Simply start following the #coverstorychallenge hashtag on LinkedIn and let me know you are stepping up for the challenge! So far, fantastic professionals including Palak Narang, Alison Bucklin, Philip Wilkerson III, Sabrina Woods, and more have joined me and Cathy. We welcome more.
This is a positive, supportive we are all challenging each other to get our cover story (30 second intro video) on LinkedIn created, recorded, and posted by June 28th, 2021.
➡️DM me on LinkedIn or follow #coverestorychallenge if you want to join in!
I can't wait to share all the creative tips and thoughtful guidance we all learn about when using the new feature. I will post an article that includes everyone who wants to share that information after the #coverstorychallenge is over.
Below are some of my favorite examples SO far of professionals using the LinkedIn cover story feature. When you visit their profiles, you will usually see their picture instantly change to moving video. If you don't see that happening (sometimes it doesn't do that on a desktop for example), then click on their profile picture. If they have a cover story recorded, it will play.
Go on a fun journey right now and check out the profiles below.
Notice how each person uses many elements of the ACE strategy to communicate their professional value in a memorable, engaging way.
In this first example, Jenn keeps it simple yet powerful. I love that her LinkedIn cover story video also includes clear calls to action so her work can impact more people.
This next example by Jane shows you how to communicate with confidence and clarity. You can sense she loves her work and helping others when you watch her LinkedIn cover story.
David hits all the elements of the A.C.E. strategy and takes it up several notches by sharing his adventurous spirit and captioning his cover story, doesn't he?
And here is one more to get your creative juices flowing. Jessi aligns her cover story wonderfully with one of her top gifts she shares with the workforce weekly, her podcast Hello Monday.
I hope you take the time to visit these profiles to see the incredible, professional value each person offers. Watching their cover stories has inspired me to come up with ideas for mine.
It also has put me on the search for how people are using it who want to be seen and employed by corporations, organizations, government and other businesses. What about professionals who want to be seen and employed by corporations, organizations, government and other businesses, rather than stay self-employed or keep working for LinkedIn? As diverse examples increase of how to use the new feature, it is likely many more people who are actively looking to switch careers or be employed at a different opportunity will create a cover story and keep it updated.
After I get mine posted during the #coverstorychallenge, helping others learn how to create an engaging video for their cover story will become a common project with those I coach. I love how technology is continuing to challenge us all to evolve how we communicate about our professional value.

§ **Entries from a point annotation set**:
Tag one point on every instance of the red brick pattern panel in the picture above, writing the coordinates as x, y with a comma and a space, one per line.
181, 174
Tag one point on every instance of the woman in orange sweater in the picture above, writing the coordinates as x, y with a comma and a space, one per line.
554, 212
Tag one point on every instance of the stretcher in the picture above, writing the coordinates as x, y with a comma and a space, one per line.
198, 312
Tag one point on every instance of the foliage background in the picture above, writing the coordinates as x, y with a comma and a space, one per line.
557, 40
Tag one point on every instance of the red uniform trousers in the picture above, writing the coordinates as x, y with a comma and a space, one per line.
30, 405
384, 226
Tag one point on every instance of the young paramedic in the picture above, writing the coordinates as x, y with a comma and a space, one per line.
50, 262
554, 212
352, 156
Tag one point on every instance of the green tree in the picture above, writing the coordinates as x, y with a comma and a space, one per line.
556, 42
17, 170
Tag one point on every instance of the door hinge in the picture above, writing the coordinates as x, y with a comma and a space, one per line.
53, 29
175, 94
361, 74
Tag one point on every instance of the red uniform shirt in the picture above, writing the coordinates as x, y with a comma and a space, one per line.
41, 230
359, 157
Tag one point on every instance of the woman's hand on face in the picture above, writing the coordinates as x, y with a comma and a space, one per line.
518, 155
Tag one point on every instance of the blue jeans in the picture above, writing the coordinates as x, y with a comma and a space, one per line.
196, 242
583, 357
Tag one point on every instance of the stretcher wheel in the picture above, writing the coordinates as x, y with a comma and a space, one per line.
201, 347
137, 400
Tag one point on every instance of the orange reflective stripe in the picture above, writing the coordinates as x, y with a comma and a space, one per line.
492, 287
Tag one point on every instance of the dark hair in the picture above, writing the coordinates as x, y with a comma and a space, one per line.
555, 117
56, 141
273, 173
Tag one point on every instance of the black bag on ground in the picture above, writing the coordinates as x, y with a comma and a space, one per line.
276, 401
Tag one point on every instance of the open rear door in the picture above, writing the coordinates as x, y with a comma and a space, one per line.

§ **STATED EXERCISE 1**: List the first names of the people whose profiles the LinkedIn cover story text presents as examples.
§ **STATED EXERCISE 2**: In the LinkedIn cover story text, take the part that opens with the words containing "Simply start following" and closes with "to join in!", and write it out with "supportive" swapped for "encouraging".
§ **STATED EXERCISE 3**: According to the LinkedIn cover story text, by what date are participants challenging each other to post their cover story?

§ **FINISHED ANSWER 1**: Jenn, Jane, David, Jessi

§ **FINISHED ANSWER 2**:
Simply start following the #coverstorychallenge hashtag on LinkedIn and let me know you are stepping up for the challenge! So far, fantastic professionals including Palak Narang, Alison Bucklin, Philip Wilkerson III, Sabrina Woods, and more have joined me and Cathy. We welcome more.
This is a positive, encouraging we are all challenging each other to get our cover story (30 second intro video) on LinkedIn created, recorded, and posted by June 28th, 2021.
➡️DM me on LinkedIn or follow #coverestorychallenge if you want to join in!

§ **FINISHED ANSWER 3**: June 28th, 2021